> **PROBLEM STATEMENT**
Can you copy everything from the line containing "Return the polygon of every instance of the white" down to the end of the records, renaming "white dress shirt" to "formal button-down shirt" and leaving all else as it stands?
┌─ DATASET
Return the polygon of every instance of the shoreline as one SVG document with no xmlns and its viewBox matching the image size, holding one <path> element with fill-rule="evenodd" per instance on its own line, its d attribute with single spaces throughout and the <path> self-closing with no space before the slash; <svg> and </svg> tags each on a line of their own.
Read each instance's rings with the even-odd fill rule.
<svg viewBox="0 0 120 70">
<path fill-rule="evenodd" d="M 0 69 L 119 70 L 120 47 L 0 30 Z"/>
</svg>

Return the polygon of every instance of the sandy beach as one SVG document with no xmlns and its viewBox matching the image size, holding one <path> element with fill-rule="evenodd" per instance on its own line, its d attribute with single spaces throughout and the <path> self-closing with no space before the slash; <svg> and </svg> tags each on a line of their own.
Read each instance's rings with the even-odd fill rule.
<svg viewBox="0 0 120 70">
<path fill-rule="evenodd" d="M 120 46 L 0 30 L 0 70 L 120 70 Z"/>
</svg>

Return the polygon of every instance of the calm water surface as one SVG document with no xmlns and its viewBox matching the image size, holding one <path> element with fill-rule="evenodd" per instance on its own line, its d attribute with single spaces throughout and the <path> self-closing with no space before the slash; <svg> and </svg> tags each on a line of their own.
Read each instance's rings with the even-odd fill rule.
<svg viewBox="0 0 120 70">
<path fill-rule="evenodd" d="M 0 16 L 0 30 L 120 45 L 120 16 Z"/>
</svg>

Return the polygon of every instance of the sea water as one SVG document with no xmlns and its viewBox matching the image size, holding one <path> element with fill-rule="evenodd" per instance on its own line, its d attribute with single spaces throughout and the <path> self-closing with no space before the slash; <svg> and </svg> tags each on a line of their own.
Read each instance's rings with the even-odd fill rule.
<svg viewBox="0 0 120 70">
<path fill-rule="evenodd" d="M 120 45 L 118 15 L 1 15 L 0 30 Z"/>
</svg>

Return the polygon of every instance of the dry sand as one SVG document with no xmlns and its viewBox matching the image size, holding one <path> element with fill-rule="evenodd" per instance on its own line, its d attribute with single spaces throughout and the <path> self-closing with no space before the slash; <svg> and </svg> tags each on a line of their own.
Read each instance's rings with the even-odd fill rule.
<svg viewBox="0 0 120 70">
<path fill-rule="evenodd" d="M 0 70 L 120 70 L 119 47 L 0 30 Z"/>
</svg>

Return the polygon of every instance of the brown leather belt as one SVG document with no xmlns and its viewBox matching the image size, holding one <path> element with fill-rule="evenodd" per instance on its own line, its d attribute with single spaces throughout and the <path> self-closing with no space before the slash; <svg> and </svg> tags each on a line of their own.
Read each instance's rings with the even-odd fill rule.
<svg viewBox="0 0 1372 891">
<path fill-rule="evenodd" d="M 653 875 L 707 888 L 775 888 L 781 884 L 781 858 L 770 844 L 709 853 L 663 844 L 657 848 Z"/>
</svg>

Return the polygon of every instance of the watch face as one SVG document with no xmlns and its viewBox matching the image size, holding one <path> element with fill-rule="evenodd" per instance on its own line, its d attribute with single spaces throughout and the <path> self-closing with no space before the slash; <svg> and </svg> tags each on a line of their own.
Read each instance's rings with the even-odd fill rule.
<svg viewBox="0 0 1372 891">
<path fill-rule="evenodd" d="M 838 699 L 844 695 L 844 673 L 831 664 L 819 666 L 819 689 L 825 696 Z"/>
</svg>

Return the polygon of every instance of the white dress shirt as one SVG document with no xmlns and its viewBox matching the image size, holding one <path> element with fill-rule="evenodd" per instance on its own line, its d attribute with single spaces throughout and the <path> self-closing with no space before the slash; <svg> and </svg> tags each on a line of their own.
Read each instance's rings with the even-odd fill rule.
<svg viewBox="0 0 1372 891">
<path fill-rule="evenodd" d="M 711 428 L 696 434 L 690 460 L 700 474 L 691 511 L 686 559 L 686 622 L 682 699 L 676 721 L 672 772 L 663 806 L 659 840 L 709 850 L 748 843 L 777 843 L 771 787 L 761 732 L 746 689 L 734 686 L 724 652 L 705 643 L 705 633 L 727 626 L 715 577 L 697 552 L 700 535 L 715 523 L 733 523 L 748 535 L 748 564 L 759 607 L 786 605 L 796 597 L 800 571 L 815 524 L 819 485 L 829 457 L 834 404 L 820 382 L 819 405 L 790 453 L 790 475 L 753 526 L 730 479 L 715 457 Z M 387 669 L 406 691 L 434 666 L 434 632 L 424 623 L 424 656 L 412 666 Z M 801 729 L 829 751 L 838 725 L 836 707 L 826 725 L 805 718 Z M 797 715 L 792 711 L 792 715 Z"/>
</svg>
└─
> **FULL OUTPUT**
Return the polygon of every instance of the formal button-down shirt as one SVG document with no xmlns and its viewBox matching the image size, holding one <path> element with fill-rule="evenodd" per instance on its own line, its d attribute with single spaces throughout and the <path> self-closing with no space before the slash; <svg> and </svg> tags each on a line of their own.
Read each instance's rings with the even-odd fill rule.
<svg viewBox="0 0 1372 891">
<path fill-rule="evenodd" d="M 711 428 L 696 434 L 690 460 L 700 474 L 691 511 L 686 559 L 686 622 L 682 699 L 676 721 L 672 772 L 663 806 L 659 840 L 709 850 L 748 843 L 777 843 L 771 787 L 761 732 L 746 689 L 734 686 L 724 652 L 705 643 L 705 633 L 727 626 L 715 577 L 697 552 L 700 535 L 715 523 L 733 523 L 748 535 L 748 564 L 759 607 L 786 605 L 796 597 L 800 571 L 815 524 L 819 485 L 829 457 L 834 404 L 820 382 L 819 405 L 790 453 L 790 475 L 753 526 L 730 479 L 715 457 Z M 387 669 L 406 691 L 434 666 L 434 632 L 424 623 L 424 656 L 412 666 Z M 801 729 L 829 751 L 838 725 L 836 707 L 826 725 L 805 718 Z M 797 715 L 792 711 L 792 715 Z"/>
</svg>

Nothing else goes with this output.